__What this task involves__: Each line in the records below that has the word "prompts" should be copied.

__Data for this task__:
_ _ _ _ _
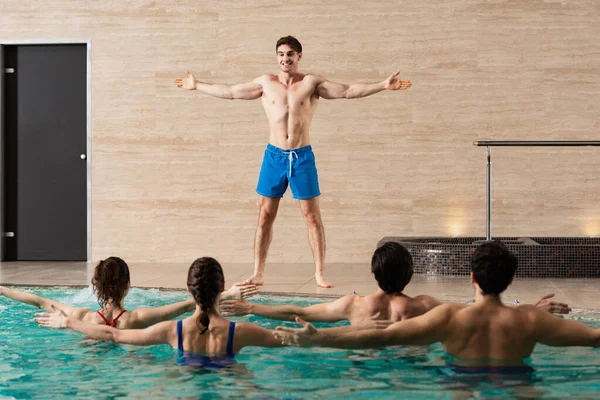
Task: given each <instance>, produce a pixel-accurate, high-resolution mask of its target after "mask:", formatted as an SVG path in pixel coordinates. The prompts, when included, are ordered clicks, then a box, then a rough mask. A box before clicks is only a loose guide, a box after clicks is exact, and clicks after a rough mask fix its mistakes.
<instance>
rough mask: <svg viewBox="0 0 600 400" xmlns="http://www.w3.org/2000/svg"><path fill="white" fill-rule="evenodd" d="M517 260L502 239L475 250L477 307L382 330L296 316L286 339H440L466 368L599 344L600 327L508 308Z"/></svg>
mask: <svg viewBox="0 0 600 400" xmlns="http://www.w3.org/2000/svg"><path fill="white" fill-rule="evenodd" d="M517 265H518V261H517V258H516V257H515V256H514V255H513V254H512V253H511V252H510V250H509V249H508V248H507V247H506V246H505V245H504V244H502V243H500V242H498V241H494V242H486V243H483V244H482V245H480V246H479V247H478V248H477V249H476V251H475V252H474V253H473V256H472V260H471V283H472V284H473V286H474V287H475V305H473V306H465V305H461V304H453V303H447V304H442V305H440V306H439V307H435V308H434V309H433V310H431V311H429V312H428V313H426V314H424V315H421V316H419V317H416V318H411V319H409V320H407V321H400V322H397V323H395V324H392V325H390V326H389V327H387V328H386V329H381V330H372V329H369V330H362V331H361V330H357V329H355V328H352V327H344V328H332V329H319V330H317V329H315V327H314V326H312V325H311V324H309V323H307V322H305V321H302V320H300V319H297V322H298V323H300V324H301V325H303V328H301V329H293V328H285V327H278V328H277V329H278V331H276V332H275V333H274V335H275V336H276V337H277V338H279V339H280V340H281V341H282V343H284V344H288V345H295V346H302V347H309V346H317V345H318V346H327V347H337V348H346V349H355V348H370V347H382V346H392V345H428V344H433V343H436V342H441V344H442V346H443V347H444V349H445V350H446V352H447V353H449V354H450V355H451V356H453V357H455V358H456V361H455V364H458V365H461V366H465V367H478V366H484V367H494V366H496V367H500V368H497V369H494V368H492V369H491V372H499V373H504V372H510V371H508V370H507V369H503V368H504V367H506V366H522V365H523V359H525V358H527V357H529V356H530V355H531V353H532V352H533V349H534V347H535V345H536V344H537V343H542V344H546V345H550V346H600V329H592V328H589V327H587V326H585V325H583V324H581V323H579V322H575V321H571V320H567V319H563V318H558V317H556V316H554V315H551V314H550V313H547V312H545V311H542V310H540V309H539V308H537V307H534V306H531V305H523V306H519V307H515V308H513V307H507V306H505V305H504V304H502V301H501V300H500V294H501V293H502V292H503V291H504V290H505V289H506V288H507V287H508V285H510V283H511V282H512V279H513V277H514V275H515V271H516V270H517Z"/></svg>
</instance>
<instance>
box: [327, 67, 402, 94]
mask: <svg viewBox="0 0 600 400" xmlns="http://www.w3.org/2000/svg"><path fill="white" fill-rule="evenodd" d="M399 74H400V72H395V73H393V74H392V75H390V76H389V77H388V78H387V79H386V80H384V81H381V82H377V83H354V84H351V85H348V84H344V83H334V82H330V81H328V80H326V79H325V78H323V77H321V76H317V79H319V82H318V83H317V94H318V95H319V96H320V97H322V98H324V99H358V98H361V97H367V96H371V95H373V94H375V93H379V92H382V91H384V90H405V89H408V88H409V87H411V86H412V83H411V82H410V81H402V80H400V79H398V75H399Z"/></svg>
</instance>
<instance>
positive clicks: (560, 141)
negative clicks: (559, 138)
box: [473, 140, 600, 147]
mask: <svg viewBox="0 0 600 400" xmlns="http://www.w3.org/2000/svg"><path fill="white" fill-rule="evenodd" d="M473 146H520V147H538V146H546V147H548V146H552V147H559V146H560V147H564V146H600V141H599V140H476V141H474V142H473Z"/></svg>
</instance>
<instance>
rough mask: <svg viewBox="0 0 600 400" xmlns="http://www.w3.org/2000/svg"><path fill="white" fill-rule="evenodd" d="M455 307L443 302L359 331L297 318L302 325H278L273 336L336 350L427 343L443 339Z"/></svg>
mask: <svg viewBox="0 0 600 400" xmlns="http://www.w3.org/2000/svg"><path fill="white" fill-rule="evenodd" d="M456 308H457V306H456V305H454V304H444V305H441V306H439V307H436V308H434V309H433V310H432V311H429V312H428V313H427V314H423V315H421V316H419V317H415V318H411V319H407V320H404V321H400V322H396V323H394V324H392V325H390V326H389V327H387V328H386V329H368V330H359V329H356V328H352V327H343V328H329V329H318V330H317V329H316V328H315V327H314V326H313V325H312V324H310V323H308V322H305V321H302V320H300V319H299V320H298V321H297V322H298V323H299V324H301V325H303V328H300V329H294V328H287V327H281V326H278V327H277V330H276V331H275V333H274V336H275V337H276V338H278V339H279V340H281V342H282V343H283V344H285V345H288V346H299V347H312V346H322V347H335V348H340V349H368V348H373V347H384V346H397V345H411V344H412V345H427V344H433V343H436V342H441V341H443V340H444V339H445V338H446V336H447V334H448V329H449V323H448V322H449V320H450V318H451V316H452V314H453V311H454V310H455V309H456Z"/></svg>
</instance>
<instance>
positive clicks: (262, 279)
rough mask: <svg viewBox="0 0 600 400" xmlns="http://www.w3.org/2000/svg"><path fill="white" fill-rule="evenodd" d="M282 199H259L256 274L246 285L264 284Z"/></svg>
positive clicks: (258, 284)
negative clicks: (268, 253)
mask: <svg viewBox="0 0 600 400" xmlns="http://www.w3.org/2000/svg"><path fill="white" fill-rule="evenodd" d="M280 200H281V199H280V198H276V199H272V198H270V197H264V196H259V199H258V207H259V212H258V226H257V228H256V235H255V236H254V274H253V275H252V276H251V277H250V278H248V279H247V280H246V281H244V283H248V284H254V285H262V284H263V283H264V279H263V273H264V272H265V262H266V261H267V252H268V251H269V245H270V244H271V239H272V238H273V222H275V217H276V216H277V210H278V209H279V201H280Z"/></svg>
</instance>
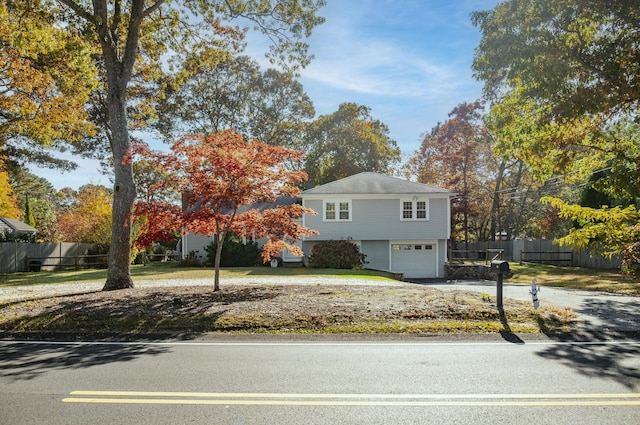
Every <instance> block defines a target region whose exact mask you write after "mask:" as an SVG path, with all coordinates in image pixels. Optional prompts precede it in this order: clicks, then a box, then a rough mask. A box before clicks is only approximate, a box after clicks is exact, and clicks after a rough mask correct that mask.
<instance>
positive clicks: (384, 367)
mask: <svg viewBox="0 0 640 425" xmlns="http://www.w3.org/2000/svg"><path fill="white" fill-rule="evenodd" d="M208 338H209V339H200V340H193V341H183V342H180V341H156V342H146V343H143V342H132V343H119V342H106V343H100V342H98V343H95V342H93V343H48V342H16V341H0V406H1V410H0V423H2V424H12V425H21V424H51V425H57V424H65V425H75V424H88V423H91V424H109V425H115V424H154V425H157V424H323V425H324V424H427V423H433V424H436V423H437V424H465V423H469V424H502V423H509V424H525V423H536V424H571V425H573V424H577V423H580V424H599V425H601V424H634V423H639V422H640V341H637V340H625V341H609V342H603V341H600V342H586V341H585V342H562V341H554V340H550V339H548V338H546V337H541V336H535V337H534V336H523V337H522V339H520V338H518V340H517V341H513V340H506V339H502V338H501V337H500V336H499V335H497V336H495V335H494V336H491V335H484V336H475V337H469V338H472V339H467V337H464V338H459V339H456V340H450V339H443V338H442V337H439V338H435V337H403V338H399V339H389V338H371V337H368V338H356V339H353V338H354V337H349V339H346V337H344V338H340V337H315V338H313V337H308V338H285V337H276V336H270V337H255V336H254V337H234V338H231V337H208Z"/></svg>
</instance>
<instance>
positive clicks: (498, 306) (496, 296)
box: [491, 260, 509, 309]
mask: <svg viewBox="0 0 640 425" xmlns="http://www.w3.org/2000/svg"><path fill="white" fill-rule="evenodd" d="M491 270H493V271H495V272H496V273H498V280H497V281H496V285H497V288H496V305H497V307H498V309H501V308H502V279H503V277H504V274H505V273H509V263H508V262H506V261H497V260H494V261H492V262H491Z"/></svg>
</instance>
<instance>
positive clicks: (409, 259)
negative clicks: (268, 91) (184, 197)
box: [181, 173, 455, 278]
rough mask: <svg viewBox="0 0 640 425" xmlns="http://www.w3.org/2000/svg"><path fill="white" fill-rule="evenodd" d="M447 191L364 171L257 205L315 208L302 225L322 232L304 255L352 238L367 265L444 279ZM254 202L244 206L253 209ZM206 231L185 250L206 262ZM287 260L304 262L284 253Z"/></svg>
_ _ _ _ _
__Answer space__:
Task: given each <instance>, produce a pixel-accurate, high-resolution mask of its target after "mask:", formatted as an SVG path in pixel coordinates. The prompts, when included, are ordered clicks, then a box, then a rough mask. A box before clicks is only a loose guide, a box after clicks is exact, and clicks after a rough mask fix its mistakes.
Every <instance> block defines a target region whose exact mask you write after "mask:" as an SVG path, with all coordinates in image pixels. Optional prompts precede it in this order: clicks, then a box, then a rough mask. A box before clicks is only approximate, a box after clicks is exact, and clicks after a rough mask correct that mask.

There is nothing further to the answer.